[Object position labeling entries]
^^^^^^^^^^^^^^^^

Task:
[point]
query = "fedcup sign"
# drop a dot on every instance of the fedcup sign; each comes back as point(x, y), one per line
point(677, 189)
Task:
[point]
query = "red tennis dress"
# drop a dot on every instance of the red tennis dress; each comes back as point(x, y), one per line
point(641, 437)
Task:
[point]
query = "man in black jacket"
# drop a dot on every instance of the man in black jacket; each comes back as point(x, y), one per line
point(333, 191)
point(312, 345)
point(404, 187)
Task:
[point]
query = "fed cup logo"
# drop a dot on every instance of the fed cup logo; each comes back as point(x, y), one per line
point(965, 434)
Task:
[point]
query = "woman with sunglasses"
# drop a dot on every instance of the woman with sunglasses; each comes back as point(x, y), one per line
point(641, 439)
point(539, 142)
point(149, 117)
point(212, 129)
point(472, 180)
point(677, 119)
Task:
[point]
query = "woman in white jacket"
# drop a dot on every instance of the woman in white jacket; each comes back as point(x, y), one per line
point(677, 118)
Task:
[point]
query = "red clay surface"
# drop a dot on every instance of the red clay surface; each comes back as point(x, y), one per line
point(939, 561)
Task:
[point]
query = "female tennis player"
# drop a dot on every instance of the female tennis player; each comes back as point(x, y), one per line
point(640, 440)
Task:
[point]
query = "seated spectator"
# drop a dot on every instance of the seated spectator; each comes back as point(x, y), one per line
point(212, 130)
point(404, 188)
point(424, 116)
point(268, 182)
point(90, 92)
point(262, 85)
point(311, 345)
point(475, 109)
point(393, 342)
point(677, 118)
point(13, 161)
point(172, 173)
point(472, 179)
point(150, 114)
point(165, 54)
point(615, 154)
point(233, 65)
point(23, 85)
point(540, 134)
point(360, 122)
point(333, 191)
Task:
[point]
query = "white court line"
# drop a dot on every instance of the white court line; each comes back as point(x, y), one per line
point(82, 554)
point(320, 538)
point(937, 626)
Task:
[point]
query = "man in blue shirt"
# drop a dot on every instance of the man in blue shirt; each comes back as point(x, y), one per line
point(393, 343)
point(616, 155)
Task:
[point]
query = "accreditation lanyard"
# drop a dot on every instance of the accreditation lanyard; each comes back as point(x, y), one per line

^^^^^^^^^^^^^^^^

WORK TO BE COMPLETED:
Produce an exact copy of every entry above.

REPLY TO THE TASK:
Task:
[point]
query = "fedcup sign"
# drop a dot on every instance of the fedcup sign; each comes back as point(x, y), one per line
point(677, 189)
Task:
[point]
query = "red tennis dress"
# drop a dot on every instance of the red tennis dress; each comes back as point(x, y), one per line
point(641, 437)
Task:
[point]
query = "man in black jacket"
# drop a dot on every instance of the man in black jacket; each comes back as point(x, y), one per line
point(333, 191)
point(312, 345)
point(404, 187)
Task:
[point]
query = "fed cup logo"
# drop a dot on every instance of the fed cup logo; each comes back as point(x, y), one per line
point(965, 434)
Task:
[point]
query = "woman with sunglasses"
# drop a dot on every instance of the woman with sunglasses; each comes back as point(x, y), one per line
point(641, 439)
point(539, 142)
point(149, 117)
point(212, 129)
point(472, 180)
point(677, 119)
Task:
[point]
query = "woman in white jacket"
# drop a dot on every instance of the woman in white jacket; each comes back as point(x, y), one per line
point(677, 118)
Task:
[point]
query = "red clay surface"
# drop a dot on every instance of the red clay surface; each comes back as point(x, y), one per line
point(939, 561)
Task:
[point]
query = "female tennis player"
# drop a dot on every instance of the female tennis player; each comes back as point(x, y), one per line
point(640, 440)
Task:
[point]
query = "seated spectator"
# drop a dot on every instance of the seated spectator; each comes back as point(x, y), one per line
point(212, 130)
point(404, 188)
point(424, 116)
point(268, 182)
point(90, 92)
point(262, 85)
point(311, 345)
point(475, 109)
point(393, 342)
point(677, 118)
point(13, 161)
point(172, 173)
point(472, 179)
point(150, 114)
point(165, 54)
point(615, 154)
point(233, 65)
point(23, 85)
point(540, 134)
point(360, 122)
point(333, 191)
Task:
[point]
query = "white court line"
# drop a dot on every instance of the white court line; each comes back as point(x, y), one per line
point(82, 554)
point(320, 538)
point(937, 626)
Task:
[point]
query = "man in blue shirt"
# drop a dot on every instance of the man in blue shirt; each comes back as point(x, y), one per line
point(393, 343)
point(616, 155)
Task:
[point]
query = "accreditation lanyard"
# drop a dot on every instance of the accreditation lanyard; each comes back as point(x, y), one per line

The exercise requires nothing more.